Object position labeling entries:
========================

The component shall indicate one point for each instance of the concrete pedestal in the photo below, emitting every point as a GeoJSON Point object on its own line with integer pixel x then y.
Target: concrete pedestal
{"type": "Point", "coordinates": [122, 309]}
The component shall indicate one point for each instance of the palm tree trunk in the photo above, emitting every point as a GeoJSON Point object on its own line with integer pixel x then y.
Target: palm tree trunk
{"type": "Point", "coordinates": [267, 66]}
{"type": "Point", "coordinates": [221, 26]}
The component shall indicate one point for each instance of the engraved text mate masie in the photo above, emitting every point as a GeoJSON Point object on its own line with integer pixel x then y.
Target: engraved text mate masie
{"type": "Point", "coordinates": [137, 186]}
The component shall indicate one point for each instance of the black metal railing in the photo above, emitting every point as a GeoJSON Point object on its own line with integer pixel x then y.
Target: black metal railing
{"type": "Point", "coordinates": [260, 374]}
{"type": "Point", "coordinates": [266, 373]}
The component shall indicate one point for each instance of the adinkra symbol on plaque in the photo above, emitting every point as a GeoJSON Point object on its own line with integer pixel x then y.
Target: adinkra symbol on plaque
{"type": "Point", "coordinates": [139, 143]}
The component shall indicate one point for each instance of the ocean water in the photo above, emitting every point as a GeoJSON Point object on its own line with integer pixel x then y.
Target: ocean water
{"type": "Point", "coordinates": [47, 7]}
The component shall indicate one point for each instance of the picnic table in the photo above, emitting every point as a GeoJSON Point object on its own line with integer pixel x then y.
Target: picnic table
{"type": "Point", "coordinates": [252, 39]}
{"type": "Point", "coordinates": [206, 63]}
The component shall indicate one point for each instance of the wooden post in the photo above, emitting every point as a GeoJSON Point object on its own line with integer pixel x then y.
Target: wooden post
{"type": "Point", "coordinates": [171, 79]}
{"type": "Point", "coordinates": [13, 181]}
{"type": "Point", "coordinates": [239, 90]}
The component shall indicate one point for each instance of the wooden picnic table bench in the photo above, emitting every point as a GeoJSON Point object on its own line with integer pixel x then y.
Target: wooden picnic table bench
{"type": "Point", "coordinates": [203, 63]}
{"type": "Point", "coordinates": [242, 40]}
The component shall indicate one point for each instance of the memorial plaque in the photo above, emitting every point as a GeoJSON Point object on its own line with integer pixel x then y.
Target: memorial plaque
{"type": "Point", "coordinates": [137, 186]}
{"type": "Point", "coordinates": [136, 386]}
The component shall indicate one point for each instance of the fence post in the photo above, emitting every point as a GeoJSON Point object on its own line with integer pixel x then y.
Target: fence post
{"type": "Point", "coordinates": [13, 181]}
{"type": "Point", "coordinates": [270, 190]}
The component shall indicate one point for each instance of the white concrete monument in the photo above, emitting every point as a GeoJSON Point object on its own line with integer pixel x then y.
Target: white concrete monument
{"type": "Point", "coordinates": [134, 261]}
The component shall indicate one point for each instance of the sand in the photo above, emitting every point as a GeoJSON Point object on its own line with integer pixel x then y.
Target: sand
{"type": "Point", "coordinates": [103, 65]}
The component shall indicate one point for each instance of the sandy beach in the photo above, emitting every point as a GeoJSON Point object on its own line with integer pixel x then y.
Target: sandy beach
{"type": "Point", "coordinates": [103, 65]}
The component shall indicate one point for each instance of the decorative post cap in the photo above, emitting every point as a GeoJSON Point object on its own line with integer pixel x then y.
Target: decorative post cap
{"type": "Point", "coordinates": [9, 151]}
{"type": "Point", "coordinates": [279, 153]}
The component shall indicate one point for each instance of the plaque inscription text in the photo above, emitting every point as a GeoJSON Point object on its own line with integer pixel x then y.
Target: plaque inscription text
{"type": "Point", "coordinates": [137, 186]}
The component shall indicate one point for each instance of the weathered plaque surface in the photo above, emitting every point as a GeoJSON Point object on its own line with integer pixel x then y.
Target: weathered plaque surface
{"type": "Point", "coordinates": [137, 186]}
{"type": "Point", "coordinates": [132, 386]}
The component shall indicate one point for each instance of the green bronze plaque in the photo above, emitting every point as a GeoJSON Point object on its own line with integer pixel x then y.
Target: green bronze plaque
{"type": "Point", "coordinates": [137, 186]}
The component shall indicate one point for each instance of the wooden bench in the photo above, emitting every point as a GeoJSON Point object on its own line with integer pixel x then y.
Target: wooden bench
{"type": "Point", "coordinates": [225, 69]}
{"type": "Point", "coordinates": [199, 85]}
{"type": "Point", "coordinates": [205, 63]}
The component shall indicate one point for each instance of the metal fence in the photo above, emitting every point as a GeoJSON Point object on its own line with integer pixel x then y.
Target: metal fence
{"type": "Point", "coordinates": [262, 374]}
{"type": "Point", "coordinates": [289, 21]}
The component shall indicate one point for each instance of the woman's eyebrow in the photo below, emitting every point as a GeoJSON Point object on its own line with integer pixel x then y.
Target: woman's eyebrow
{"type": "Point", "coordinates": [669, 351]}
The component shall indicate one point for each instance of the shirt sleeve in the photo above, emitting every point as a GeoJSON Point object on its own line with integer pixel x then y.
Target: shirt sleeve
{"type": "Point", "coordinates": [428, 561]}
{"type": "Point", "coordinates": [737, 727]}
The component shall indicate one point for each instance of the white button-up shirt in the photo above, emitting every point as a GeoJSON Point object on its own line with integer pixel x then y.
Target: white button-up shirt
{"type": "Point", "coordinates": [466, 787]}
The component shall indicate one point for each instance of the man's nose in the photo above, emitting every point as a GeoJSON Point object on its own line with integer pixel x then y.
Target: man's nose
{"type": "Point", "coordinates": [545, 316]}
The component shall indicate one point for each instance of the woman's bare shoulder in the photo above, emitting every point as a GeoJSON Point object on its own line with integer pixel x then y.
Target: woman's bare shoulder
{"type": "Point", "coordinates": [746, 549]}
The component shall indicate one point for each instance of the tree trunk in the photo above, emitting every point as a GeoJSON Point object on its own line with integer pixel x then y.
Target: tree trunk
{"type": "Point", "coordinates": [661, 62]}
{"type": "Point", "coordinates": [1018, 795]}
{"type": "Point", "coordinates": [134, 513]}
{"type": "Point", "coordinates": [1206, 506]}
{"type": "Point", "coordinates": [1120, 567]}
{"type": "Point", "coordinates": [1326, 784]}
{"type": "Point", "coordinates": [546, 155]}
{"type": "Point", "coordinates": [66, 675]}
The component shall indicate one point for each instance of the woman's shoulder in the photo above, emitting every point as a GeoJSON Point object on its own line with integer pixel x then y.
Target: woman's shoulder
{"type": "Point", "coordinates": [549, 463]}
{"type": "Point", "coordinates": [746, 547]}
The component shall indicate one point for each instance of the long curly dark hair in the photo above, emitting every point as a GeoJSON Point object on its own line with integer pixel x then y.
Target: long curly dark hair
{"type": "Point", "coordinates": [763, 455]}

========================

=== WHAT THIS TASK INVOLVES ===
Everything from the line that contains "of the shirt" through the end of the records must be duplicated exactly, and nothing outside that range.

=== TASK RESULT ===
The component shall indicate one point for each instance of the shirt sleeve in the photo above, emitting every point as a GeoJSON Point object on its own line with integer pixel x then y.
Target: shirt sleeve
{"type": "Point", "coordinates": [428, 561]}
{"type": "Point", "coordinates": [737, 727]}
The component shall indicate one point for each instance of the white button-up shirt in the photo above, emitting every point as a GeoJSON Point object on its own line with integer pixel x then y.
Target: white button-up shirt
{"type": "Point", "coordinates": [466, 787]}
The component shall indicate one point for each instance of the man's nose in the photo above, emitting every point as a GeoJSON Point object on its own line with integer pixel x then y.
Target: man's nose
{"type": "Point", "coordinates": [545, 316]}
The component shall indicate one point for each instance of the woman's bare shoulder in the photo above, emitting every point as a GeoJSON Point object on its own line with integer pixel x then y.
Target: woman's bare shoulder
{"type": "Point", "coordinates": [746, 549]}
The component shall indicate one point for each instance of the tree trunk in the photo above, emitting every point as a GeoJSON Point object on its own line with integer pixel x then y.
Target: tree trunk
{"type": "Point", "coordinates": [661, 62]}
{"type": "Point", "coordinates": [1018, 795]}
{"type": "Point", "coordinates": [134, 513]}
{"type": "Point", "coordinates": [1206, 506]}
{"type": "Point", "coordinates": [1120, 567]}
{"type": "Point", "coordinates": [1326, 784]}
{"type": "Point", "coordinates": [546, 155]}
{"type": "Point", "coordinates": [66, 675]}
The component shall indicate one point for each instance of the woman's shoulder in the photo above, emitting every point as a GeoJSON Point object on its own line with integer pixel x then y.
Target: woman's shoulder
{"type": "Point", "coordinates": [549, 463]}
{"type": "Point", "coordinates": [746, 547]}
The component shall indicate one point for each instance of the long curly dark hair in the photo above, emitting every point as a GeoJSON Point object on its own line with integer pixel x then y.
Target: long curly dark hair
{"type": "Point", "coordinates": [763, 455]}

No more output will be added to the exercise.